Reproduce each of the following records verbatim, omitting the pictures from your answer.

::: INFORMATION PROVIDED :::

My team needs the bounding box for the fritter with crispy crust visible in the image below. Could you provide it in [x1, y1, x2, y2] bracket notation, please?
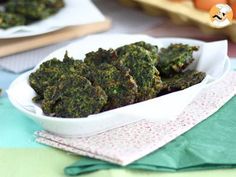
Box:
[157, 44, 198, 77]
[29, 58, 63, 101]
[116, 41, 160, 65]
[91, 63, 137, 110]
[117, 45, 162, 102]
[29, 52, 93, 102]
[160, 70, 206, 95]
[42, 74, 107, 118]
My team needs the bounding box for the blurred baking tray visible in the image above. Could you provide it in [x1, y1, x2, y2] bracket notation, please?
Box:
[120, 0, 236, 42]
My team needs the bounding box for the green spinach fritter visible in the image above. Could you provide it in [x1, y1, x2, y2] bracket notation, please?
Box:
[29, 41, 206, 118]
[160, 70, 206, 95]
[42, 74, 107, 118]
[29, 52, 93, 102]
[91, 63, 137, 110]
[117, 45, 162, 102]
[157, 44, 198, 77]
[116, 41, 160, 65]
[29, 58, 63, 101]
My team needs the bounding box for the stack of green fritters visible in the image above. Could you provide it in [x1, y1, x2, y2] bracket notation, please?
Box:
[29, 41, 205, 118]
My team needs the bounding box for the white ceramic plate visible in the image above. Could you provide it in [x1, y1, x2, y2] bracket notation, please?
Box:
[0, 0, 105, 39]
[8, 34, 230, 136]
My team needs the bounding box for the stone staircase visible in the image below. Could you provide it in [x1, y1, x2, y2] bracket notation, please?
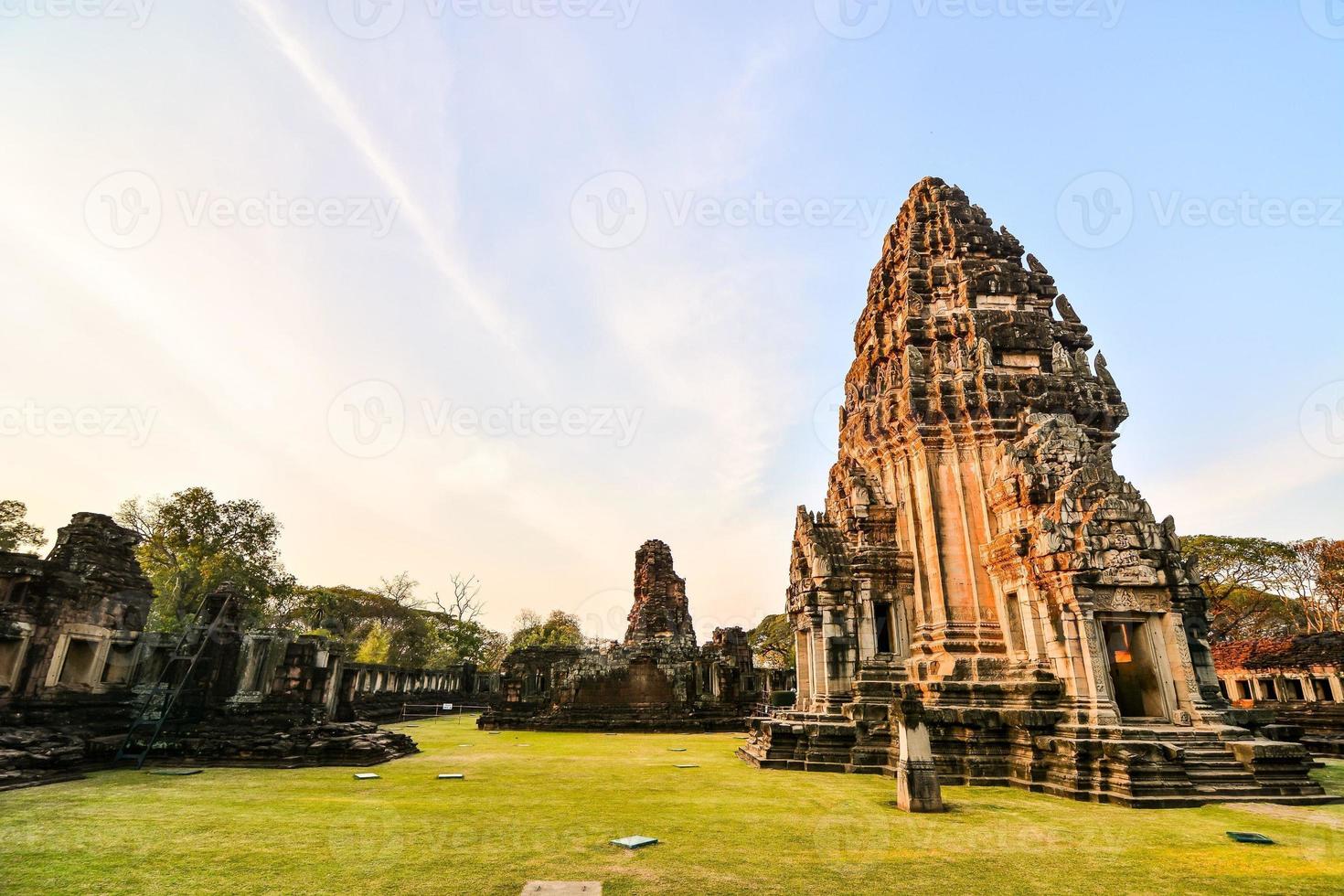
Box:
[1144, 725, 1339, 806]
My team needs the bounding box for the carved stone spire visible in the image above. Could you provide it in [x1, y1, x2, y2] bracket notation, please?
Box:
[625, 540, 698, 653]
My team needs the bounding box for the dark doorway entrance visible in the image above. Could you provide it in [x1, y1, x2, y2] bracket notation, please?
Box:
[1101, 619, 1167, 719]
[872, 603, 892, 653]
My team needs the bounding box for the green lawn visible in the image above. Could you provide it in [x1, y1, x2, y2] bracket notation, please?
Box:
[0, 720, 1344, 895]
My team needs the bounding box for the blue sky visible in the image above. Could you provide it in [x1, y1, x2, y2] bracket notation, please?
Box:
[0, 0, 1344, 638]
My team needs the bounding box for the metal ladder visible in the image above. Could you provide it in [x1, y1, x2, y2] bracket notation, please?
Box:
[114, 595, 234, 770]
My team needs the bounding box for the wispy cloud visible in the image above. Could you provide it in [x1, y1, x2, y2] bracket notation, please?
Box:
[240, 0, 528, 370]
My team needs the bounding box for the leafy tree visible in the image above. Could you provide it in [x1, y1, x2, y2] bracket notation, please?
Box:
[285, 572, 507, 669]
[747, 613, 795, 669]
[117, 486, 294, 630]
[1279, 539, 1344, 633]
[355, 622, 392, 665]
[509, 610, 583, 650]
[0, 501, 47, 553]
[1181, 535, 1298, 641]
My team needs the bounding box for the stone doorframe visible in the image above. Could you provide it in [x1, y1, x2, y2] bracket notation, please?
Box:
[1093, 610, 1180, 724]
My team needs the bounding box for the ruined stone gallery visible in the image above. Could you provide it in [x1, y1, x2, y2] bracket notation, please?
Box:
[741, 178, 1325, 806]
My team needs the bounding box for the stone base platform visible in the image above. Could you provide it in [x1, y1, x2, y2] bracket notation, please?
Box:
[738, 708, 1340, 808]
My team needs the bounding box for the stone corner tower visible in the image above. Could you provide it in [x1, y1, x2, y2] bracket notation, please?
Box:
[741, 177, 1321, 806]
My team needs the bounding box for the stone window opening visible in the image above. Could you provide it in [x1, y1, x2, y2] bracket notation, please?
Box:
[1311, 679, 1335, 702]
[872, 601, 895, 653]
[98, 641, 135, 685]
[57, 638, 98, 688]
[0, 636, 28, 688]
[0, 576, 31, 604]
[1004, 591, 1027, 652]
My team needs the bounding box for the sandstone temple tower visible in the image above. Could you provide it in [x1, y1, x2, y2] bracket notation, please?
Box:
[741, 178, 1321, 806]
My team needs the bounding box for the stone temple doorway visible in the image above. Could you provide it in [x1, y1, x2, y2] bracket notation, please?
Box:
[1101, 615, 1168, 720]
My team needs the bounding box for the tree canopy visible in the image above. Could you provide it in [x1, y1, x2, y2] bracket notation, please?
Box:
[117, 486, 294, 630]
[1181, 535, 1344, 641]
[747, 613, 795, 669]
[0, 501, 47, 553]
[508, 610, 583, 650]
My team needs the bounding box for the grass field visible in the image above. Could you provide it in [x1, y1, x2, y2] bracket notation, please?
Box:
[0, 720, 1344, 895]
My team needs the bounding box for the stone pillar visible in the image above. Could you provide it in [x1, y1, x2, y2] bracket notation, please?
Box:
[793, 632, 812, 710]
[891, 696, 942, 813]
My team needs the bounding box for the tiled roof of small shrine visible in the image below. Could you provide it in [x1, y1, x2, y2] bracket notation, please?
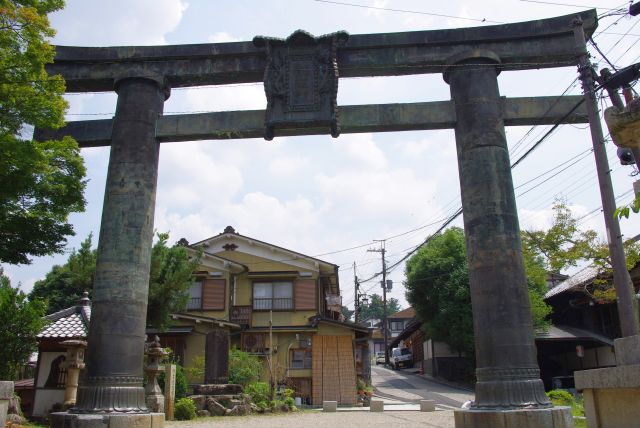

:::

▶ SOLUTION TO THE EXERCISE:
My team needs the bounding box for the fritter with crispy crust visible in the image below. Could you provide it in [x1, y1, x2, y2] bracket notation, please?
Box:
[157, 44, 198, 77]
[29, 58, 63, 101]
[116, 41, 160, 65]
[91, 63, 137, 110]
[117, 45, 162, 102]
[29, 52, 93, 102]
[160, 70, 206, 95]
[42, 74, 107, 118]
My team needs the bounding box for the blurred baking tray visible in the image above. Could you provide it in [x1, y1, x2, y2] bracket notation, please?
Box:
[120, 0, 236, 42]
My team needs the bounding box for the green spinach fritter visible in the image above. Could you provide it in [x1, y1, x2, y2] bracket notation, please?
Box:
[29, 41, 206, 118]
[160, 70, 206, 95]
[42, 74, 107, 118]
[29, 52, 93, 102]
[91, 63, 137, 110]
[117, 45, 162, 102]
[157, 44, 198, 77]
[116, 41, 160, 65]
[29, 58, 63, 101]
My team needs the bounding box for the stack of green fritters visible in the image above. Could you provide it in [x1, y1, x2, y2] bracket notation, please?
Box:
[29, 41, 205, 118]
My team needs the bounding box for the white ceramic plate visible in the image above. Could you provide it in [x1, y1, x2, y2] bracket notation, please?
Box:
[0, 0, 105, 39]
[8, 34, 230, 136]
My team needs the bounding box for the stone staircase visible in the image below. Could you provide it in [x1, y1, x2, y2] bracket notation, please?
Box:
[1144, 725, 1339, 806]
My team needs the bounding box for the carved stone spire visible in the image above. Could you provide it in [x1, y1, x2, y2] bracket notation, please?
Box:
[625, 540, 698, 653]
My team needs the bounding box for the dark doorway entrance visible in the image above. Could you provide it in [x1, y1, x2, y2] bracket notation, please?
Box:
[1101, 619, 1167, 719]
[872, 603, 892, 653]
My team needs the bounding box for the green lawn visible in the image above. Could you provide it in [x1, y1, x2, y2] bracket notation, please?
Box:
[0, 720, 1344, 895]
My team needs the bounding box for the blue sky visible in the image above. Could you provide it in [x1, y1, x2, y2] bracket notation, please?
Box:
[0, 0, 1344, 638]
My team needs the bounding box for the metal ladder visible in the image above. Could you provide it in [x1, y1, x2, y2] bracket notation, please?
Box:
[114, 595, 234, 770]
My team needs the bounding box for the wispy cloud visible in the image above. Could you provide it in [x1, y1, x2, y2] bracket notation, please?
Box:
[240, 0, 528, 370]
My team needs the bounding box for the leafy tree visible in the image above. Could you provide it in [x1, y1, x2, y2] bracket notation, please?
Box:
[285, 572, 507, 669]
[747, 613, 795, 669]
[117, 486, 294, 630]
[1279, 539, 1344, 633]
[355, 622, 392, 665]
[509, 610, 583, 650]
[0, 501, 47, 553]
[1181, 535, 1298, 641]
My team needs the bounding box for the stone doorframe visible in the image above. Could you provide it in [x1, y1, x2, y2] bracket notation, please?
Box:
[1093, 610, 1180, 724]
My team needs the bounding box for the ruined stone gallery visible in the image above. Could you provide it in [x1, y1, x2, y2] bracket notation, please?
Box:
[741, 178, 1325, 806]
My team needs the bounding box for the stone base platform visible in the image above. Could you provide it in [x1, y1, x2, y2] bracket notation, please?
Box:
[738, 708, 1340, 808]
My team needs the bounding box for the stone corner tower visible in the image above. Could you provide it in [x1, y1, x2, y2] bracket notation, please?
Box:
[741, 177, 1321, 806]
My team needs the bounding box for the stone window opening visible in the image above. Could you provide it in [x1, y1, x2, y2] bracket notation, please?
Box:
[1311, 679, 1335, 702]
[872, 601, 895, 653]
[98, 641, 135, 685]
[57, 638, 98, 688]
[0, 636, 28, 688]
[0, 576, 31, 604]
[1004, 591, 1027, 652]
My team needs the bounding box for the sandstone temple tower visible in the image above. Could you provide it in [x1, y1, x2, y2] bracket notation, please?
Box:
[741, 178, 1321, 806]
My team needs the bounding box for the stone temple doorway visible in the image above. Could you provide it in [x1, y1, x2, y2] bracket notation, please?
Box:
[1101, 615, 1168, 720]
My team needs the bounding box for the tree canopy visible in the image above. Could you provide it in [x1, y1, x2, y2] bracket notation, please?
Box:
[117, 486, 294, 630]
[1181, 535, 1344, 641]
[747, 613, 795, 669]
[0, 501, 47, 553]
[508, 610, 583, 650]
My team needs the bounding box for the grass field visible in the image above. Could you provide it in [x1, y1, x2, y2] bracket notation, please?
Box:
[0, 720, 1344, 895]
My team needs the bounding box for the stone pillar visible in the image above. Could you provide it in [x1, y1, x2, y2] bracket notation, please?
Box:
[793, 632, 812, 710]
[891, 696, 942, 813]
My team needs the bounding box for the tiled roof of small shrine visible in the image below. Could you provide it in [x1, y1, x2, y2] bracket notation, please?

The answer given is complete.